Transcribe the records below. Leave every line exactly as written.

☆ ☆ ☆

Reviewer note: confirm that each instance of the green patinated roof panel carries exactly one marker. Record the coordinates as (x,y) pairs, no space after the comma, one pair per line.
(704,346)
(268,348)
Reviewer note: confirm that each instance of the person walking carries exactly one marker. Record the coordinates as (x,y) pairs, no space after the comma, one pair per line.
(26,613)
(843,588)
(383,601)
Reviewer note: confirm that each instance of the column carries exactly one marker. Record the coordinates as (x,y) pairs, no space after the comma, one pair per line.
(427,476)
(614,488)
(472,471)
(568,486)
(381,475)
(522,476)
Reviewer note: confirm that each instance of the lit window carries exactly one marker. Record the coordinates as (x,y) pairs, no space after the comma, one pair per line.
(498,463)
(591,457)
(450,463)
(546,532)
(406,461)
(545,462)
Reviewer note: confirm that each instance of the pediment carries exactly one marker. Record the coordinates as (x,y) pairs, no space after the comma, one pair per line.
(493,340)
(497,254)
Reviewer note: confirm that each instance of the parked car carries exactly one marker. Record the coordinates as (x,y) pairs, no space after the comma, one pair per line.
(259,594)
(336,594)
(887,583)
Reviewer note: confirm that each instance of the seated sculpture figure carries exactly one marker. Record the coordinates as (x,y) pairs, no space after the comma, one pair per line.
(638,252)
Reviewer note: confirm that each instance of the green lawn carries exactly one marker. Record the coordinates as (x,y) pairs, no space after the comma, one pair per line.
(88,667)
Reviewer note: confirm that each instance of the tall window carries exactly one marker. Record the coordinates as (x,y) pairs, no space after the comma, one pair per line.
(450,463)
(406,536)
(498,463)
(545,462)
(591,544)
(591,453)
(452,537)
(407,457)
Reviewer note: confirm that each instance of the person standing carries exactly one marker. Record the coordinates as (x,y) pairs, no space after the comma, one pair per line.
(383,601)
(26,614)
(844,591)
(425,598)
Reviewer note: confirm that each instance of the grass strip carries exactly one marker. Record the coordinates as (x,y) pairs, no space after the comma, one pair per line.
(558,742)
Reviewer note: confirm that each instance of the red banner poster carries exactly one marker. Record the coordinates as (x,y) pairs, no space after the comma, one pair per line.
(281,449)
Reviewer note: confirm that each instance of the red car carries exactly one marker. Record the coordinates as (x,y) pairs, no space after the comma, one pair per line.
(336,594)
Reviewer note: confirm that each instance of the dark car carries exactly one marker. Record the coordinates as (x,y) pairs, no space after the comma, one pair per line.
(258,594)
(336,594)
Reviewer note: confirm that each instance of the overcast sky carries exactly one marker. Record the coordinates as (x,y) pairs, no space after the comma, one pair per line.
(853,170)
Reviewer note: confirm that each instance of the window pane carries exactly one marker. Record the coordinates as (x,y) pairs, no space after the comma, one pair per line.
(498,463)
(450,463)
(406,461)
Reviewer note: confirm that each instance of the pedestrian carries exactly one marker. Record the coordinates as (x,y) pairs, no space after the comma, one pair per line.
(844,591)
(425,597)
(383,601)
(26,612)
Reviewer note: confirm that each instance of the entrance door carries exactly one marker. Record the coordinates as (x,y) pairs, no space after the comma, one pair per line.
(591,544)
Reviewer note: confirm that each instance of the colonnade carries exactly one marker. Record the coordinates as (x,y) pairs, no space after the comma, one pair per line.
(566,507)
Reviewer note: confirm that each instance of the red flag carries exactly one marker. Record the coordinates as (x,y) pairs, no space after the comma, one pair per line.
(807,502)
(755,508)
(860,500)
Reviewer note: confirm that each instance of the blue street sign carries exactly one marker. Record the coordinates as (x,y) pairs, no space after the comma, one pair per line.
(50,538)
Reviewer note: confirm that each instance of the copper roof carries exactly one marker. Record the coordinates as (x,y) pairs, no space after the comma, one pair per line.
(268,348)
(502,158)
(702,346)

☆ ☆ ☆

* [Reply to the exercise]
Reviewer note: confirm that each instance of the green patinated roof panel carries exactly one marker. Record the coordinates as (x,y) pairs, no space after the comma, one pair per line.
(704,346)
(268,348)
Reviewer note: confirm that each instance of the person walking carries exactly one marker. Record the coordinates as (x,y) pairs, no space after the comma, one pair per line.
(26,613)
(843,588)
(383,601)
Reviewer note: confirm that each instance of the column carries exactly one marker. Record the coordinates as (x,y) pairs, no space after the comma, one pair per line.
(427,476)
(614,488)
(472,471)
(568,486)
(381,475)
(522,476)
Reviewer note: confirm that each instance of the lit window carries exactly one marker. Record the coordinates as (x,y) pairs, no space after the comma, one pair per line.
(498,463)
(591,457)
(450,463)
(546,532)
(406,461)
(545,462)
Reviewer note: confirm that each instance of the pediment carries exactly one marker. Record the coordinates as (x,y) pairs, no space after the comma, one pair per line.
(493,340)
(497,254)
Reviewer note: confirm that each instance of the parked car carries exactly one marker. Record the coordinates as (x,y) pairs, no space after the comma, one pair per line.
(259,594)
(336,594)
(887,583)
Reviewer note: confirm that each instance of the seated sculpture figure carries exactly one marker. Record the coordinates as (x,y) pairs, no space after the comma, one pair per line.
(638,252)
Reviewer note: confirm that each instance of the green lawn carries exactly one marker. Record the coordinates as (x,y) pairs, no space after the comma, one pair per line.
(88,667)
Reviewer note: confirm that each instance of the tall window carries exactly one marker. Record the coordinates as (x,y) pairs, no space after the comma, one pair per line.
(450,463)
(406,536)
(498,463)
(545,462)
(591,544)
(591,453)
(452,537)
(407,457)
Reviewer note: confirm that each instance of the person standing carries exactly one marker. Record the coordinates as (x,y) pairs, no space after the comma, one pair per line.
(383,601)
(26,614)
(844,591)
(425,598)
Reviewer note: confirm that each instance of the grass strip carries exactly one marker. Record the coordinates as (x,y) pairs, no space after the comma, one pair per line.
(558,742)
Reviewer note: confirm that each instance of the red banner poster carries exactly one marker. Record the coordinates as (x,y) pairs, no space after the comma, one pair per line.
(281,449)
Reviewer note: confirm that each instance of the red car carries exactly one marker. Record the coordinates as (x,y) pairs, no space after the comma, one pair per line.
(336,594)
Reviewer note: confirm that each instance of the dark car carries exactly one marker. Record the coordinates as (x,y) pairs, no space after the comma, one pair per line.
(258,594)
(336,594)
Reviewer note: confirm that each instance of the overcast sky carries exactly one marker. Record the coordinates as (x,y) pairs, no space after the comma, one pair per line.
(853,170)
Reviewer note: confirm that each instance of the window pane carries exactly one marker. Record the coordinates as (x,y) pairs, no space after the comma, one pair per line.
(498,463)
(450,463)
(406,461)
Reviewer note: confirm that each instance of the pedestrian carries exactly one marker. Record the coordinates as (x,y) pairs, no space after the comma, one pair per line.
(844,591)
(425,597)
(383,601)
(26,612)
Reviewer note: confirm that each instance of the entrance door carries exactly one marker. Record the coordinates as (x,y) pairs, no space after the comma, one pair per line.
(591,544)
Reviewer note: confirm that each instance of the colonnade carries exactly one marker. Record the coordinates as (x,y) pairs, no space after the comma, one pair per line.
(566,507)
Reviewer note: confirm that each instance of the red flag carries exactly one marker. Record the coordinates as (x,y) pairs, no space after the comma, one pair per line.
(807,502)
(755,508)
(860,500)
Reviewer note: confirm that each instance of the blue street sign carries exactly one marker. Record the coordinates as (x,y) pairs, no space after the comma, one pair per line.
(50,538)
Reviewer note: confirm that each instance of the copper roof carries exactly one marker. Record the coordinates as (x,y) pairs, no space after the comma, one pair per line.
(268,348)
(502,158)
(702,346)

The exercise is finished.